## Problem details
All of the data below is to be copied again without changes.

## Provided records
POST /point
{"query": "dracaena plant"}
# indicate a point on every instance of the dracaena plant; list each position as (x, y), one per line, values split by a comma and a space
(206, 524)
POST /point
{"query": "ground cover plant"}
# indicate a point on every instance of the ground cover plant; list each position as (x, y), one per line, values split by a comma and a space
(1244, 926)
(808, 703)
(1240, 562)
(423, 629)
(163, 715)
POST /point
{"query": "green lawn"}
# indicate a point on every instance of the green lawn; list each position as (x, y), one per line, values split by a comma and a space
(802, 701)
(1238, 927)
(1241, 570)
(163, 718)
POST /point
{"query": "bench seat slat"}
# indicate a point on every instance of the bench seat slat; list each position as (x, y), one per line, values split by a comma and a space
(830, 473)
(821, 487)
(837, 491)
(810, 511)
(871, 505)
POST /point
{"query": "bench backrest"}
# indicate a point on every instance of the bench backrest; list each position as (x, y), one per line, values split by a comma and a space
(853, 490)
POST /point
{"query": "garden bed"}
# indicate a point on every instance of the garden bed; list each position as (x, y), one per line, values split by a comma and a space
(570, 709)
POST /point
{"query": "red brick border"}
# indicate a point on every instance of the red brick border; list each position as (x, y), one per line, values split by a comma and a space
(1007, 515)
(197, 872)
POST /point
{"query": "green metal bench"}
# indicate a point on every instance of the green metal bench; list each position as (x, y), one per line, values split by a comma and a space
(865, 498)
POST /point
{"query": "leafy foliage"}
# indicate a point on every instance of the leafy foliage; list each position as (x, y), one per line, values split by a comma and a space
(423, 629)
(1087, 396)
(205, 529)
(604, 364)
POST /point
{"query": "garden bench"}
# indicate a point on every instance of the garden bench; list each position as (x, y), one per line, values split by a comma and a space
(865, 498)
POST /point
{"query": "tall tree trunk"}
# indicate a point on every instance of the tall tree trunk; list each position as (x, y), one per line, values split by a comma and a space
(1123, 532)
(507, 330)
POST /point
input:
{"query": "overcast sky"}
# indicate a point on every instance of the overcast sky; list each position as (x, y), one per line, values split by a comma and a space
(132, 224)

## Exercise answer
POST /point
{"query": "dracaena plant"}
# indicate a point on every instance of the dracaena plant; list each position as (x, y), one per line, values split by a comma and a space
(206, 524)
POST /point
{"query": "ground cover plant"}
# indicate a point on every instance of the ground cover plant; list each position as (x, y), one per line, values split by a comma and a space
(1244, 926)
(808, 703)
(1240, 562)
(423, 629)
(163, 715)
POST /point
{"query": "green lawn"}
# indicate a point on every instance of the green lawn; list each position as (x, y), one per line, values split by a comma and a space
(802, 701)
(1238, 927)
(1241, 570)
(163, 718)
POST /point
{"query": "bench seat slat"}
# indicate a point on every instance of the bench seat slat; list each position as (x, y), one per line, values split by a comma and a space
(830, 473)
(821, 487)
(837, 491)
(810, 511)
(871, 505)
POST /point
{"query": "bench backrest"}
# indicate a point on every instance of the bench backrest; list each position as (x, y), one per line, values split by a comma and a space
(853, 490)
POST /point
{"query": "garden bed"}
# indicate a point on every instance of the garden bed; list each position as (x, y), one per line, values split by a comma and a space
(570, 709)
POST /point
{"query": "red brick border"}
# indicate a point on every instance of the red brick border; list each position as (x, y), one per line, values split by a comma and a space
(1007, 515)
(197, 872)
POST /point
{"query": "green metal bench"}
# indicate a point on every instance of the green metal bench; list each position as (x, y), one per line, values split by a comma and a space
(865, 498)
POST /point
{"query": "leafy foliage"}
# indicate a point on every instance of the leafy foliage; list each position as (x, y), one per line, values split by a comma and a space
(423, 629)
(1087, 396)
(205, 529)
(604, 364)
POST /point
{"query": "garden bench"}
# indicate a point on every instance of the garden bench; list each position as (x, y), one per line, values split by a comma and a space
(865, 498)
POST /point
{"query": "tall tree trunk"}
# indicate a point on every instance of the tall tree trunk; list each position as (x, y), one per line, values split by a comma and a space
(1123, 532)
(507, 330)
POST /point
input:
{"query": "overcast sky"}
# indicate a point on every instance of the overcast sky; list each position as (x, y), one per line, values split by a comma and a space
(132, 224)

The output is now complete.